• **What is expected**
Extract every one of the following items verbatim, reproducing each line in its original order.

►

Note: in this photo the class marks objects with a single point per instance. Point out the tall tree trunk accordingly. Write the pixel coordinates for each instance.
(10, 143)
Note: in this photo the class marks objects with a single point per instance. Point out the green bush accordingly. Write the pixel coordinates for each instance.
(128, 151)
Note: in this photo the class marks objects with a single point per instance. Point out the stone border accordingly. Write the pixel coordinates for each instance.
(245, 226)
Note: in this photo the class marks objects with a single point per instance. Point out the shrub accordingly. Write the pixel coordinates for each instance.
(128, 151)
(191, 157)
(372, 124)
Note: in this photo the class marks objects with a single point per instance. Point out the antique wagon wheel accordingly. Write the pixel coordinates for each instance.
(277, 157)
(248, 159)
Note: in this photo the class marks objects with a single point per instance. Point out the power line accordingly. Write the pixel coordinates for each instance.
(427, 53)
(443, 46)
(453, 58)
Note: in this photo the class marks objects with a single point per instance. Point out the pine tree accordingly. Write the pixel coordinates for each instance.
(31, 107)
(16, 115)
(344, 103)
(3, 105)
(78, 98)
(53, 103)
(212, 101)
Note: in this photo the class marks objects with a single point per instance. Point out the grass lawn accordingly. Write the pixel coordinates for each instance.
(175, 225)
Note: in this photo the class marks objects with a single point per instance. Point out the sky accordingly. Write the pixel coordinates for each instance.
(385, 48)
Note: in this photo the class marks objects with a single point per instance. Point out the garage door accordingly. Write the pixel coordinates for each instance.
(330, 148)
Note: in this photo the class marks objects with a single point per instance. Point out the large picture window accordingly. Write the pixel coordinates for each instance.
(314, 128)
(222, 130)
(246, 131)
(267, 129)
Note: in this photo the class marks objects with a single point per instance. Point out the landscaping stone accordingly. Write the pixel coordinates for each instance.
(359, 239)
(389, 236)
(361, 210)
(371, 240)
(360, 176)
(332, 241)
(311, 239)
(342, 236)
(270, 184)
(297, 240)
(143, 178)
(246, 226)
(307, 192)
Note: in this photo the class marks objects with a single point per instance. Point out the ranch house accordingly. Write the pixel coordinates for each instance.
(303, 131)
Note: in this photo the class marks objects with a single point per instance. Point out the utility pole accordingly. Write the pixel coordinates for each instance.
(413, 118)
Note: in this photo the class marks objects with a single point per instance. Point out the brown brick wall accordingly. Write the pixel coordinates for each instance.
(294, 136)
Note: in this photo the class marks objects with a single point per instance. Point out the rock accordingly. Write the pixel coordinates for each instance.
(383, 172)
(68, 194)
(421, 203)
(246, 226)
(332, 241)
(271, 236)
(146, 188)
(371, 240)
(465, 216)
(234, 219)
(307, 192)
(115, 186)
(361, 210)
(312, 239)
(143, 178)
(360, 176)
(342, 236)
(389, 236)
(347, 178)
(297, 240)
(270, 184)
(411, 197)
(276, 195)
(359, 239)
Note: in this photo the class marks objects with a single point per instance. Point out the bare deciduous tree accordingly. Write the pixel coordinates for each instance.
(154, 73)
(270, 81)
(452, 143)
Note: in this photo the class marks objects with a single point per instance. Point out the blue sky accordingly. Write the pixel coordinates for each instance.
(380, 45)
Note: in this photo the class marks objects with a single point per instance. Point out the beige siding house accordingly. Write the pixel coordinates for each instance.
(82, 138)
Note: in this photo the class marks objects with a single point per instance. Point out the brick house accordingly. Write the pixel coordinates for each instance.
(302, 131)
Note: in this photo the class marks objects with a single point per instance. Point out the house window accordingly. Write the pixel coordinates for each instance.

◄

• **The reply**
Note: in this photo the class marks objects with a single point per instance. Point out the tall tree trunk accordingly. Write the pixel coordinates for each instance.
(10, 143)
Note: in this photo the class marks objects with a single point per instance. Point out the green bush accordingly. Write the pixel coordinates for each instance.
(128, 151)
Note: in this photo the class marks objects with a single point per instance. Point out the stone border accordingly. Write the pixel coordinates for each instance.
(245, 226)
Note: in this photo the class marks objects with a single point per instance. Point out the shrub accordingly. Write the pixel coordinates for each instance.
(128, 151)
(191, 157)
(372, 124)
Note: in this photo the class marks objects with a single point per instance. Point out the antique wagon wheel accordingly. Write the pixel coordinates for each instance.
(277, 157)
(248, 159)
Note: in this photo the class marks objects with a single point per instance. Point out the power line accordingly. Write the pixel coordinates for each instance.
(427, 53)
(443, 46)
(453, 58)
Note: in this photo the class marks objects with a single point per instance. Point out the pine tree accordingly. Write the pixel coordinates for each instance.
(31, 107)
(16, 115)
(344, 103)
(3, 105)
(78, 98)
(53, 103)
(212, 101)
Note: in this photo the class marks objects with a single point per instance. Point out the grass lawn accordingly. Write the pixel coordinates for each instance.
(175, 225)
Note: in this photo the class marks objects with a single point per instance. Point out the sky accordingly. Write the pixel coordinates for each instance.
(385, 48)
Note: in this photo the class marks objects with a single point per instance. Point out the garage door accordingly. Write the pixel coordinates for each instance.
(330, 148)
Note: in this photo the class marks objects with a single point per instance. Point out the large picture window accordingly. Write the pixel coordinates for each instance.
(314, 128)
(222, 130)
(246, 131)
(267, 129)
Note: in this photo the class marks objects with a single point per instance. Point out the landscaping stone accordingly. Write the pixel coordinates for each instance.
(359, 239)
(389, 236)
(361, 210)
(371, 240)
(360, 176)
(332, 241)
(311, 239)
(342, 236)
(270, 184)
(297, 240)
(143, 178)
(246, 226)
(307, 192)
Note: in this photo the class marks objects with a single point per instance. Point out the ranch house accordingly. Write the pixel coordinates for each instance.
(303, 131)
Note: in this photo the class marks objects with a single point per instance. Point out the utility pole accordingly. Write the pixel coordinates for each instance.
(413, 118)
Note: in this photo the class marks objects with a single point per instance. Point out the brown brick wall accordingly. Write the pixel coordinates for each instance.
(294, 136)
Note: in this photo the class marks objects with a single point per instance. Point out the rock accordingly. Write the pixel coordinates for each instance.
(383, 172)
(68, 194)
(421, 203)
(246, 226)
(332, 241)
(271, 236)
(146, 188)
(371, 240)
(465, 216)
(234, 219)
(307, 192)
(115, 186)
(361, 210)
(312, 239)
(143, 178)
(360, 176)
(342, 236)
(389, 236)
(347, 178)
(297, 240)
(270, 184)
(411, 197)
(276, 195)
(359, 239)
Note: in this photo the class marks objects with a single point per instance. Point out the bare deciduous tree accordingly. Write the pixel coordinates for each instance.
(154, 73)
(270, 81)
(452, 143)
Note: in this photo the class marks objects with a single point per instance. Point out the blue sky accordingly. Write the pixel coordinates for each instance.
(380, 45)
Note: in this photo the class marks objects with a single point per instance. Point out the beige siding house accordingly. Write the pixel coordinates for each instance.
(82, 138)
Note: in this photo the class marks objects with a single point per instance. Point out the brick house accordingly. Write the pixel coordinates for each instance.
(302, 131)
Note: in this photo the class marks objects with a single point per instance. Point out the house window accordingly. Write the pixel coordinates for each instance.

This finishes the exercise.